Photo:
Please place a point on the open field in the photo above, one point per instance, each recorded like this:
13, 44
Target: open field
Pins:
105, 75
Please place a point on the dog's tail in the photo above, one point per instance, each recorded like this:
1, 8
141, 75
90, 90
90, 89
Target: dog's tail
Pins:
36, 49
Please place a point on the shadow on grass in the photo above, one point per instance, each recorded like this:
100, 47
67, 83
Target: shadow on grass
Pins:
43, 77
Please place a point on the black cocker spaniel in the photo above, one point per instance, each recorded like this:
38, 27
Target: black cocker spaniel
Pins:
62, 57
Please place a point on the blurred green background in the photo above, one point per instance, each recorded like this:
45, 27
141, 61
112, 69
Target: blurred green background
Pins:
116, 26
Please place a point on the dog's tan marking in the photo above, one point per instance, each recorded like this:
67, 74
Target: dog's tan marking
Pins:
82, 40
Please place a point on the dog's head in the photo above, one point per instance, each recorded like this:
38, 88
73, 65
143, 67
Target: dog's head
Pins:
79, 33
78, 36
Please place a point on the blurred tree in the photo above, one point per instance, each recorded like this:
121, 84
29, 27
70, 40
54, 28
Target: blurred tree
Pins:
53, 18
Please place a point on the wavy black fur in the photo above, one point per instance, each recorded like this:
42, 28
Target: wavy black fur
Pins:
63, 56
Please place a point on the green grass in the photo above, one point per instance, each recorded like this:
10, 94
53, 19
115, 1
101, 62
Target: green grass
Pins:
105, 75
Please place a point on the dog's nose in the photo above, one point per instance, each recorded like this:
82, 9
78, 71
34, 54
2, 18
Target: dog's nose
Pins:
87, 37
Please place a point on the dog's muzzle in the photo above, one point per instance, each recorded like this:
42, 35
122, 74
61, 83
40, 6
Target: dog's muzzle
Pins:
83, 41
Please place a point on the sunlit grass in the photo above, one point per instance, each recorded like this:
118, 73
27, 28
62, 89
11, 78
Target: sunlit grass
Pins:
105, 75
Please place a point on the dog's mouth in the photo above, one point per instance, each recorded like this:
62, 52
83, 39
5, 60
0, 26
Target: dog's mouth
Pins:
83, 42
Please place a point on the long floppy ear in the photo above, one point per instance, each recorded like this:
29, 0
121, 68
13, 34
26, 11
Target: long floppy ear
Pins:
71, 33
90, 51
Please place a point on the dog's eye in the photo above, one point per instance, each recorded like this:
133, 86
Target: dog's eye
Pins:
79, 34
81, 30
○ ○ ○ ○ ○
**Task instructions**
Produce an exact copy of all the records.

**Answer to the exercise**
Photo:
Please place a point on the open field in the photo above, one point per instance, each recorded like this:
13, 44
Target: open field
Pins:
105, 75
Please place a point on the dog's tail in the photo above, one point per instance, each recorded like this:
1, 8
141, 75
90, 90
90, 89
Target: dog's tail
Pins:
36, 49
Please place a point on the shadow on grass in the photo above, one point per instance, each recorded like this:
100, 47
67, 83
Target: shadow on grass
Pins:
43, 77
Please place a point on the black cocker spaniel in the photo above, one point per instance, each recorded like this:
38, 27
Target: black cocker spaniel
Pins:
62, 57
Please place a point on the blurred green background in the photo above, one point per instance, each recorded like this:
45, 27
141, 61
112, 69
Target: blurred green background
Pins:
116, 26
Please place a point on the dog's tan marking in the photo above, one point per instance, each recorded like this:
67, 74
Target: dog's tan marking
Pins:
82, 40
Please place a point on the dog's head in the photo above, one point per instance, each recorded like this:
38, 88
73, 65
143, 67
Target: dog's head
Pins:
79, 33
78, 36
Please place a point on the blurred tree in the photo above, one point per instance, each recorded like this:
121, 84
29, 27
70, 40
54, 28
Target: blurred tree
Pins:
53, 18
Please place a point on the wavy black fur in the photo above, one point per instance, each recorded like this:
42, 28
Target: wavy black fur
Pins:
63, 56
Please place a point on the green grass in the photo above, one point per instance, each recorded like this:
10, 94
53, 19
115, 1
101, 62
Target: green grass
Pins:
105, 75
Please place a point on the dog's nose in the photo above, one point per instance, each recorded like this:
82, 9
78, 71
34, 54
2, 18
Target: dog's nose
Pins:
87, 37
Please place a point on the dog's muzzle in the photo above, one point per instance, each recorded like this:
42, 35
122, 74
61, 83
40, 6
Target: dog's muzzle
Pins:
83, 41
Please place a point on the sunlit grass in the photo above, one point per instance, each recorded like this:
118, 73
27, 28
62, 89
11, 78
Target: sunlit grass
Pins:
105, 75
Please place a point on the dog's mouth in the photo above, one point per instance, each recorded like this:
62, 52
83, 39
5, 60
0, 26
Target: dog's mouth
Pins:
83, 42
Please place a point on the long floppy ear in the photo above, one point per instance, each recorded like this:
29, 0
121, 68
13, 34
26, 11
Target: long floppy ear
Pins:
71, 33
90, 51
Please place a point on the dog's eye in the photo above, one point per instance, each recorded like this:
133, 86
Target: dog's eye
Pins:
79, 34
81, 30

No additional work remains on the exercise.